Tarefa 1
Repita sem nenhuma alteração a passagem do trecho sobre a temporada teatral que vai de "Nem tão bem" até "poesia e sensibilidade.", ambos incluídos.
Tarefa 2
Indique se cada afirmação a seguir concorda com o trecho sobre a temporada teatral, respondendo sim ou não e citando literalmente as palavras do trecho que decidem. (a) O 17º Palco Giratório foi realizado em maio de 2023 por iniciativa do Sesc. (b) Em Judy - O arco-íris, Luciana Braga se apresenta acompanhada de uma orquestra. (c) A comédia trazida por Marisa Orth tratava do alcoolismo.
Tarefa 3
Segundo o trecho sobre a temporada teatral, de quem é o texto a partir do qual Luciana Braga apresenta Judy - O arco-íris?

Trecho de origem
Em maio de 2023, mais uma vez por iniciativa do Sesc, tivemos a realização do 17º Palco Giratório, com espetáculos oriundos de todo o País, com ênfase em temas sociais como as chamadas (equivocadamente) minorias étnicas, quer abordando temas em torno de comunidades indígenas, quer as afro-brasileiras, e comunidades LGBT . Além do mais, Marisa Orth trouxe uma comédia que, por trás do riso, discutia importante questão social, o alcoolismo, com Barbara, que obteve grande sucesso junto ao público. Logo depois, outro espetáculo solo emocionava a todos: o fantástico Judy - O arco-íris, para mim, o melhor espetáculo do ano oriundo do centro do País, quando Luciana Braga, a partir de texto de Flávio Marinho, tendo como companhia apenas dois pianistas, conta toda a vida e a carreira da extraordinária e infeliz Judy Garland, mesclando a narrativa com sua própria história de atriz brasileira. Eu ficaria horas e horas assistindo a este espetáculo, sem cansar...
Nem tão bem sucedido foi outro espetáculo solo, O espantalho, texto de Werner Schünemann e Bob Bahlis, trazendo de volta a Porto Alegre o ator de Novo Hamburgo que fez sucesso em todo o País, nas telonas do cinema e nas telinhas da televisão. Logo depois, Mirne Spritzer e Sérgio Lulkin, também de volta aos palcos, mesmo que não tenham saído da cidade, emocionaram com seu Terra sem mapa, outro dos grandes espetáculos desta temporada, trabalho de se ver mais de uma vez, tal a sua poesia e sensibilidade.

Dados fornecidos
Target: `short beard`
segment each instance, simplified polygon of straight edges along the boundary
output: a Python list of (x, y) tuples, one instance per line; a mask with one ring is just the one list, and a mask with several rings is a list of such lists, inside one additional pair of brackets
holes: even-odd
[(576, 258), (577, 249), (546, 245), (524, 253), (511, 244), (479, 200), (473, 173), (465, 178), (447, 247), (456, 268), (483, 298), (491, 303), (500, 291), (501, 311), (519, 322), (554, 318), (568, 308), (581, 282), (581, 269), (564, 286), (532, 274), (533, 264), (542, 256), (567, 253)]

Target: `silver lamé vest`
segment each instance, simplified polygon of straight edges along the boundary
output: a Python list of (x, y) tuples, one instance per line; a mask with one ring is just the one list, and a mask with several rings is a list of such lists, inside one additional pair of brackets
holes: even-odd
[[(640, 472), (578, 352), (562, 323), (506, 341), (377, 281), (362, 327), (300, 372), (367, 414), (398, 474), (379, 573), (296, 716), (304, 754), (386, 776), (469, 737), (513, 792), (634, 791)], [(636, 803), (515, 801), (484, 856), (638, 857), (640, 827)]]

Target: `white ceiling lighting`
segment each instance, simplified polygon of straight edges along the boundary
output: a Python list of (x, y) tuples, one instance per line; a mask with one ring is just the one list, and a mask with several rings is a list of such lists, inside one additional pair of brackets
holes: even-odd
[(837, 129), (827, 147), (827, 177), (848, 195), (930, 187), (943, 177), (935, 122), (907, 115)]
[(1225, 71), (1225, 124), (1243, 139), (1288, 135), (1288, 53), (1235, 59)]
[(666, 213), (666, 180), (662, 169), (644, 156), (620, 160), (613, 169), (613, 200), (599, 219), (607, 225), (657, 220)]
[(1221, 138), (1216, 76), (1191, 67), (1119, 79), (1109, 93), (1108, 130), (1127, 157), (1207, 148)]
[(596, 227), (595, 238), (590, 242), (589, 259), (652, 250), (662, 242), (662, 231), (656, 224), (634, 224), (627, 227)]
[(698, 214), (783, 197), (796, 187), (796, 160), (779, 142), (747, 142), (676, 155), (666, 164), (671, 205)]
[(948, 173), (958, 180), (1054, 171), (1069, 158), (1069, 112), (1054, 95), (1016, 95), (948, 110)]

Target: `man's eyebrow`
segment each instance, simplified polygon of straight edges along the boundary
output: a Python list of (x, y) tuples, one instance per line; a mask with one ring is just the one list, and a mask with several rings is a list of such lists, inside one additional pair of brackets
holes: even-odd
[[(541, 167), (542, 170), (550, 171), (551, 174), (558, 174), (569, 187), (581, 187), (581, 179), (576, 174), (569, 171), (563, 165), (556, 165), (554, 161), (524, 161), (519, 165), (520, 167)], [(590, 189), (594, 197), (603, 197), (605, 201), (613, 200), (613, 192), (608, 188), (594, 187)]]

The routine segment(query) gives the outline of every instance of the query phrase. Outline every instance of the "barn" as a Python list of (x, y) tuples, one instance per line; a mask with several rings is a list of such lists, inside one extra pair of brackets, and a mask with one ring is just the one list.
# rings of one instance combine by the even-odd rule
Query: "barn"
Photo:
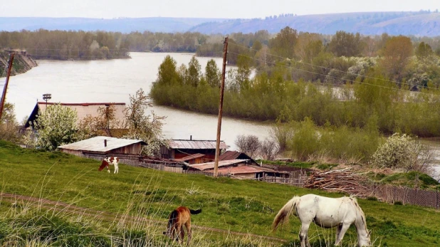
[[(214, 162), (187, 164), (189, 171), (214, 172)], [(219, 174), (229, 175), (242, 179), (259, 179), (266, 177), (288, 178), (284, 172), (261, 167), (253, 159), (228, 159), (219, 161)]]
[(38, 112), (41, 111), (46, 110), (46, 108), (52, 105), (59, 104), (66, 107), (70, 108), (76, 112), (76, 115), (78, 117), (76, 124), (79, 124), (79, 122), (87, 117), (88, 116), (91, 117), (98, 117), (99, 116), (99, 109), (100, 108), (106, 108), (112, 105), (115, 107), (115, 120), (119, 122), (121, 124), (121, 126), (118, 126), (117, 129), (122, 129), (122, 124), (125, 120), (125, 115), (124, 114), (124, 110), (127, 108), (125, 106), (125, 103), (46, 103), (46, 102), (37, 102), (36, 105), (33, 107), (32, 112), (29, 115), (28, 118), (26, 125), (24, 126), (26, 128), (29, 127), (33, 127), (31, 122), (34, 121), (38, 121)]
[[(165, 159), (182, 159), (187, 156), (196, 154), (204, 154), (204, 159), (214, 160), (216, 156), (215, 140), (170, 140), (168, 147), (162, 146), (160, 154)], [(220, 142), (220, 152), (226, 150), (229, 147), (224, 142)]]
[(59, 146), (63, 152), (80, 157), (139, 155), (147, 144), (139, 140), (120, 139), (110, 137), (95, 137), (74, 143)]

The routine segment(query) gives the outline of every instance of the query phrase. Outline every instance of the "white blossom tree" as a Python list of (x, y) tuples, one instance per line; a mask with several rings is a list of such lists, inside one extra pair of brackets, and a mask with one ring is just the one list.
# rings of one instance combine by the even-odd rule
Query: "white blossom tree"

Resposta esperada 1
Nem tão bem sucedido foi outro espetáculo solo, O espantalho, texto de Werner Schünemann e Bob Bahlis, trazendo de volta a Porto Alegre o ator de Novo Hamburgo que fez sucesso em todo o País, nas telonas do cinema e nas telinhas da televisão. Logo depois, Mirne Spritzer e Sérgio Lulkin, também de volta aos palcos, mesmo que não tenham saído da cidade, emocionaram com seu Terra sem mapa, outro dos grandes espetáculos desta temporada, trabalho de se ver mais de uma vez, tal a sua poesia e sensibilidade.

Resposta esperada 2
(a) Sim: "Em maio de 2023, mais uma vez por iniciativa do Sesc, tivemos a realização do 17º Palco Giratório".
(b) Não: "tendo como companhia apenas dois pianistas".
(c) Sim: "discutia importante questão social, o alcoolismo".

Resposta esperada 3
O texto é de Flávio Marinho.